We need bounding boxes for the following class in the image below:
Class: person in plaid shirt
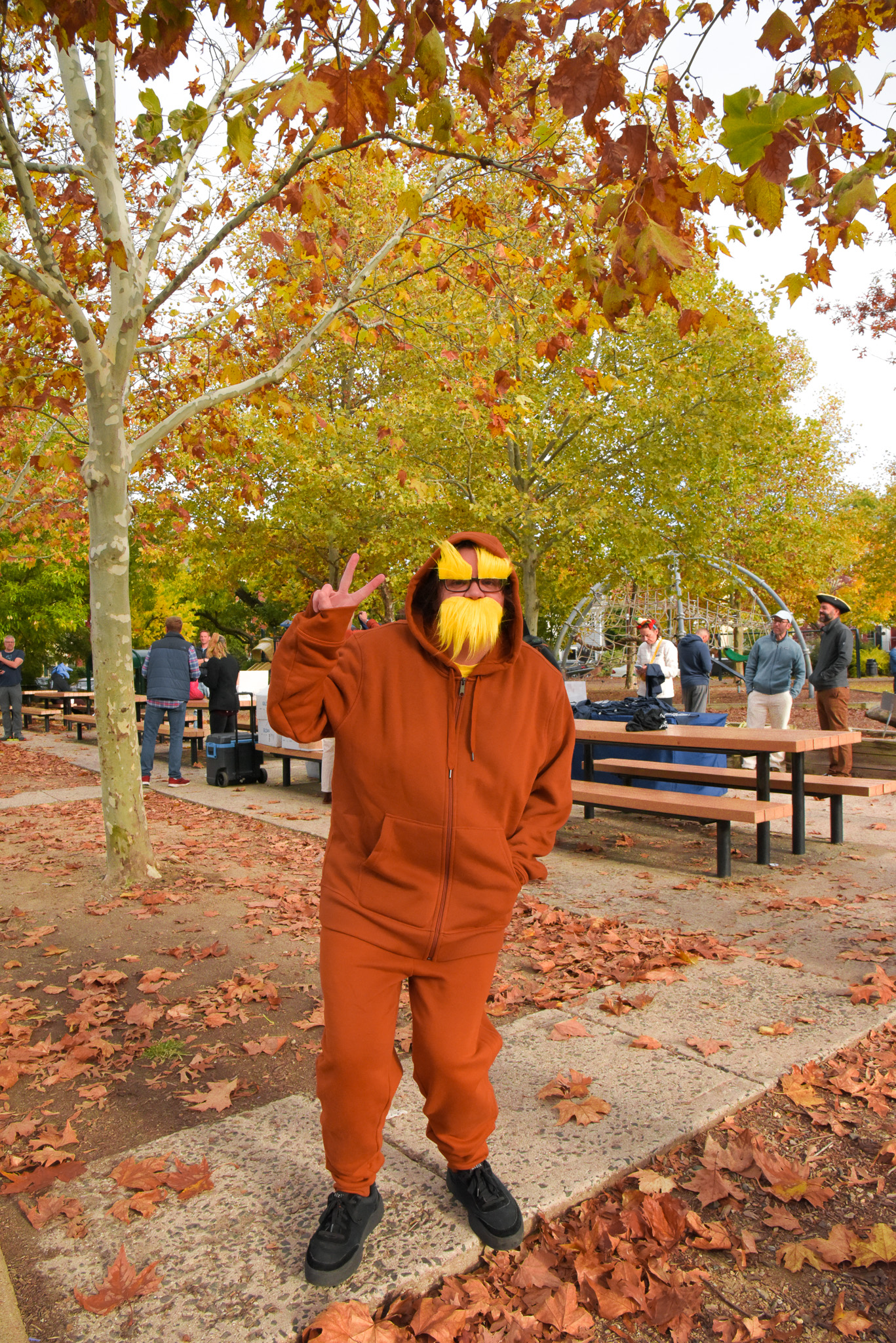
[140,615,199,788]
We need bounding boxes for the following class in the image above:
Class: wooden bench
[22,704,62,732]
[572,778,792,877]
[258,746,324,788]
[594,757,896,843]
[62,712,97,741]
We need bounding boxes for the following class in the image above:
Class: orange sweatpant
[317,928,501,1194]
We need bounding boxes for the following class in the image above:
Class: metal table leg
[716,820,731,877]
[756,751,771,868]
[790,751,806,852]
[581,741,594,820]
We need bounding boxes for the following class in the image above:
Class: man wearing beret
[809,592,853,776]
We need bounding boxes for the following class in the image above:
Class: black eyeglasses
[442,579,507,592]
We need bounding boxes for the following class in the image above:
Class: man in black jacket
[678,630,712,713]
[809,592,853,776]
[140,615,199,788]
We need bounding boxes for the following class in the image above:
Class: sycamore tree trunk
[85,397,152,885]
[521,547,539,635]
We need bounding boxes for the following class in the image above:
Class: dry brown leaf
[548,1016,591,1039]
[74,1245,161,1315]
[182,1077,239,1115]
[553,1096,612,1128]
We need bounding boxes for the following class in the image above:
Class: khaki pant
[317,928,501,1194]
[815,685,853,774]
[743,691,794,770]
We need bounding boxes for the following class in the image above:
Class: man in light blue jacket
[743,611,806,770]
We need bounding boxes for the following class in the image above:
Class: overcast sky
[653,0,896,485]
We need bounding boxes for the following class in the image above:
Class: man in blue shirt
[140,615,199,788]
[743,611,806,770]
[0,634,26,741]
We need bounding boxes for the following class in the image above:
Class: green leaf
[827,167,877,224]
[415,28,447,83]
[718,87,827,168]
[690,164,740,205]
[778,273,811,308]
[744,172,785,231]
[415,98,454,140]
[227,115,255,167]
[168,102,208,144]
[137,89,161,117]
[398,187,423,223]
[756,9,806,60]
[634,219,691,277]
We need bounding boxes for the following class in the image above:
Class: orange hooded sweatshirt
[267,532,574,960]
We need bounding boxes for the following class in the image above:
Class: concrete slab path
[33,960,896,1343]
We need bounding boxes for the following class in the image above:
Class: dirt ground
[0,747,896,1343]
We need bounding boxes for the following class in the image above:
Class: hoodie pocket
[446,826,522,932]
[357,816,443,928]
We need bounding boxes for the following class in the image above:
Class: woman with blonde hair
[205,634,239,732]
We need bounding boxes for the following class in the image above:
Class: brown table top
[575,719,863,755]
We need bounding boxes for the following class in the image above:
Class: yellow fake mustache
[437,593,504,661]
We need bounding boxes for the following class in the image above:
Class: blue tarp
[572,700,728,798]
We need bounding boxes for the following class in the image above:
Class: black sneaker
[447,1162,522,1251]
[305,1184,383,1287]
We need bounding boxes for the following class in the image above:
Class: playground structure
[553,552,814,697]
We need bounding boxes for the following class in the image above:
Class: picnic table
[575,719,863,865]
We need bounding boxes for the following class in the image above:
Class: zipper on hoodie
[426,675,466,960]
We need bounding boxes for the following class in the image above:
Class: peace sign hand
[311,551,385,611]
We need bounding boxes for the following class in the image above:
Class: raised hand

◇ ◇ ◇ ◇

Task goal
Arrange the text of all the items above as a JSON list of strings, with one string per line and no blank lines. Leave the pictures out of the list.

Answer in full
[
  "We need bounding boxes for the following class in the image below:",
  "Class: person in plaid shirt",
  "[140,615,199,788]",
  "We need bounding boxes for the following class in the image above:",
  "Class: wooden bench",
  "[22,704,62,732]",
  "[572,778,792,877]",
  "[258,746,324,788]",
  "[594,757,896,843]",
  "[62,712,97,741]",
  "We need bounding boxes for the following class in the image above:",
  "Class: orange sweatpant",
  "[317,928,501,1194]",
  "We need bounding boxes for the following class in the image above:",
  "Class: metal table leg",
  "[716,820,731,877]",
  "[756,751,771,868]",
  "[790,751,806,852]",
  "[581,741,594,820]",
  "We need bounding boxes for the following class in the image above:",
  "Class: man wearing beret",
  "[809,592,853,776]",
  "We need bounding boxes for the following class in the image above:",
  "Class: black eyeglasses",
  "[442,579,507,592]",
  "We need bounding boxes for the following class in the image above:",
  "Class: man in black jacket",
  "[678,630,712,713]",
  "[809,592,853,776]",
  "[140,615,199,788]",
  "We need bounding boxes for the following class in the image above:",
  "Class: sycamore tree trunk",
  "[85,397,152,885]",
  "[521,547,539,635]",
  "We need bounding boxes for the following class in the image above:",
  "Class: dry brown leaf",
  "[548,1016,591,1039]",
  "[74,1245,161,1315]",
  "[182,1077,239,1115]",
  "[553,1096,612,1128]",
  "We need bounding boxes for the following class in the image above:",
  "Class: khaki pant",
  "[317,928,501,1194]",
  "[815,685,853,774]",
  "[743,691,794,770]",
  "We need bounding boxes for the following class in the image above:",
  "Class: man in light blue jacket",
  "[743,611,806,770]",
  "We need bounding boxes for the following class in the image above:",
  "Class: overcast sky",
  "[653,0,896,485]",
  "We need bounding boxes for the following class in the image above:",
  "Class: man in blue shirt",
  "[140,615,199,788]",
  "[743,611,806,770]",
  "[0,634,26,741]",
  "We need bounding boxes for the following class in the image above:",
  "Class: green leaf",
  "[827,167,877,224]",
  "[415,28,447,83]",
  "[718,87,827,168]",
  "[690,164,740,205]",
  "[778,273,811,308]",
  "[744,172,785,231]",
  "[415,98,454,140]",
  "[227,115,255,167]",
  "[168,102,208,144]",
  "[137,89,161,117]",
  "[398,187,423,223]",
  "[756,9,806,60]",
  "[634,219,691,277]",
  "We need bounding boxes for the following class in the image above:",
  "Class: orange hooded sweatshirt",
  "[267,532,574,960]",
  "We need bounding boxes for the following class in the image above:",
  "Class: concrete slab path",
  "[33,960,896,1343]",
  "We need bounding boxes for the following class in the image above:",
  "Class: dirt ground",
  "[0,747,896,1343]",
  "We need bounding boxes for the following class in the image above:",
  "Class: hoodie pocket",
  "[446,826,522,932]",
  "[357,816,443,928]",
  "We need bounding boxes for the following class in the image above:",
  "Class: woman with blonde hair",
  "[205,634,239,732]",
  "We need bounding boxes for the following class in the image above:",
  "Class: brown table top",
  "[575,719,863,755]",
  "We need bounding boxes for the following class in the image above:",
  "Class: yellow fake mustache",
  "[437,593,504,661]",
  "We need bounding boxes for the following class in the image above:",
  "Class: blue tarp",
  "[572,700,728,798]",
  "We need bounding boxes for the following class in the image above:",
  "Class: black sneaker",
  "[447,1162,522,1251]",
  "[305,1184,383,1287]",
  "We need bounding boxes for the following class in the image above:",
  "Class: playground structure",
  "[553,552,814,697]",
  "We need bounding boxes for the following class in the image above:",
  "Class: picnic table",
  "[575,719,863,865]",
  "We need bounding boxes for the following class in the image above:",
  "Class: zipper on hoodie",
  "[426,675,466,960]",
  "We need bounding boxes for the following class in the image above:",
  "Class: peace sign hand",
  "[311,551,385,611]",
  "We need bounding boxes for the following class in the image above:",
  "Class: raised hand"
]